- Text section -

Longtime Braves pitcher Smoltz on other side of dugout this time

By Travis Haney
The Post and Courier
Saturday, June 27, 2009



photo

John Amis/AP

Boston pitcher John Smoltz (second from left) jokes with former Atlanta teammate Jeff Francoeur (right) and coach Terry Pendleton before the start of Friday's game in Atlanta. Smoltz was making his first appearance in Atlanta as a member of another team.

ATLANTA — It's weird. Not bad, not good. Just weird.

He doesn't think so, necessarily, but it's something he hears all the time.

From his own teammates, opposing players, coaches, managers, umpires, reporters. Oh, and especially fans.

As similar as Atlanta and Boston's uniforms look, with a lot of red and blue, there's a world of difference in John Smoltz shifting from one to the other.

It might as well be the same as a firefighter slipping into a cop's wardrobe.

Teetering his weight from one side to the other Friday afternoon inside the Turner Field auxiliary locker room, a place he once talked about postseason starts, Smoltz's move from Bravestown to Beantown has never felt more evident.

"This is not a feel-good story. This is not a "Rudy" story," Smoltz said. "This is about me getting back to being able to dominate."

After 20 years in an Atlanta uniform, playing both here and across the street at the old Fulton County Stadium, Smoltz is officially someone else's.

"I love this town, I love this city," Smoltz said of the South's hub, "but it just so happens that I'm doing what I do in another town and another city."

Bobby Cox, after being Smoltz's manager for the majority of his career, said seeing him in another uniform might've been stranger if Smoltz were set to start in this weekend series against the Braves.

As it is, Cox said it's not too different than when Tom Glavine put on a Mets uniform — except Atlanta played New York a lot more often.

Smoltz, by design, avoided the emotion of pitching here.

He made his first start of the year Thursday, coming back from shoulder surgery to make his American League debut.

He gave up four first-inning runs in Washington before settling to allow a total of five in five innings. Smoltz said he wished he could've had a "first-tee mulligan" but was left encouraged by how he threw and how much was left in the tank after 92 pitches on a steamy night in the nation's capital.

As Smoltz talked Friday afternoon, longtime Braves TV and radio analyst Joe Simpson smirked in the corner of the room.

At one point, Smoltz nodded in his direction. Simpson joked that he wanted to stop by to make sure all of the 42-year-old's parts were still attached.

"There's been a lot of people, really, that didn't think I could do this," Smoltz said. "I've been down that road before."

- Dataset entries -

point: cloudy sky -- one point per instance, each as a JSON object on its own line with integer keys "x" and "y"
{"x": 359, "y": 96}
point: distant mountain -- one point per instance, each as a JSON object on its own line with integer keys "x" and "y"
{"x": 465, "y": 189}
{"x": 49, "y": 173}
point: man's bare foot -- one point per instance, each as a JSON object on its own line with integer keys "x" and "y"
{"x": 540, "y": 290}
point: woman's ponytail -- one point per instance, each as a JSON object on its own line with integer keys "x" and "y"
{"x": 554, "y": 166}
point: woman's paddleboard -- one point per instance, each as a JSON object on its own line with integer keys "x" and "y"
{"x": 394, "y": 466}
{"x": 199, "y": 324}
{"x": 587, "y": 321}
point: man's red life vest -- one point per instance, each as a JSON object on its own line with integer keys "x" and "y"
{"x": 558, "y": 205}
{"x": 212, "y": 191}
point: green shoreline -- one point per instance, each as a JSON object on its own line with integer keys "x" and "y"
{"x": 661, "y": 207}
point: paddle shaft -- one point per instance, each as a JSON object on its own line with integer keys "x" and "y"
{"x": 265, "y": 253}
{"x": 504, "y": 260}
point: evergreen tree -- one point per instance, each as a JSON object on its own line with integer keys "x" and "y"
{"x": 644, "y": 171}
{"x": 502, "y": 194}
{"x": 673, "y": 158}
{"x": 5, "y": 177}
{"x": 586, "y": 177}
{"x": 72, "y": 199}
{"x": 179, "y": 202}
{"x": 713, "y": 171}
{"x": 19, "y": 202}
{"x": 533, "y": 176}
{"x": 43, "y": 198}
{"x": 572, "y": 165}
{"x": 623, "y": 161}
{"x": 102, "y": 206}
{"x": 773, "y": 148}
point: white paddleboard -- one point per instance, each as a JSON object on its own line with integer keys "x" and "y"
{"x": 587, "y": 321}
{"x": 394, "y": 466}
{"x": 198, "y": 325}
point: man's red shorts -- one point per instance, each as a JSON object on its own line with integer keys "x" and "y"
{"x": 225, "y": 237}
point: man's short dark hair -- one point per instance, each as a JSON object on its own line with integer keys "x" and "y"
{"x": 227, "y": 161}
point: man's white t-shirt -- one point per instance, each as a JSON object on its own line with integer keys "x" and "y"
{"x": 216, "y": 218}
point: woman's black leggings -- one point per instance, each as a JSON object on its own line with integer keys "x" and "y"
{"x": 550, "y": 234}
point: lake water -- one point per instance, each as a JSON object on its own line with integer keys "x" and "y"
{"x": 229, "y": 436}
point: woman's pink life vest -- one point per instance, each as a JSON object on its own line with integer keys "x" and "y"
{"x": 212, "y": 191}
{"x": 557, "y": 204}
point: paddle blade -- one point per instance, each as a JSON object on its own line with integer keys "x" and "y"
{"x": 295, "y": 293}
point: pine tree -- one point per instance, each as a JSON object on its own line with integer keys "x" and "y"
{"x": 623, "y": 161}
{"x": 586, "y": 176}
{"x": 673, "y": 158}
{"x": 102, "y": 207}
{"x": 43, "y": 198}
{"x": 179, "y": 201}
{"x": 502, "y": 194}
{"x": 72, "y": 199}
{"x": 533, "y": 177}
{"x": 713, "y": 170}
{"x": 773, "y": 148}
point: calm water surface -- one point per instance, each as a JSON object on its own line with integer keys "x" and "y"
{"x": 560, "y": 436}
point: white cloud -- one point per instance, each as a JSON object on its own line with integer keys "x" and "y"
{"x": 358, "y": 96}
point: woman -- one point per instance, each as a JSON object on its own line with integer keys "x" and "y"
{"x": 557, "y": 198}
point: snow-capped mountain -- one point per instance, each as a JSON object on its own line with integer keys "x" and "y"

- Exercise objective -
In the article on John Smoltz, whose change of uniform does Bobby Cox compare Smoltz's move to?

- Result -
Tom Glavine's move to a Mets uniform.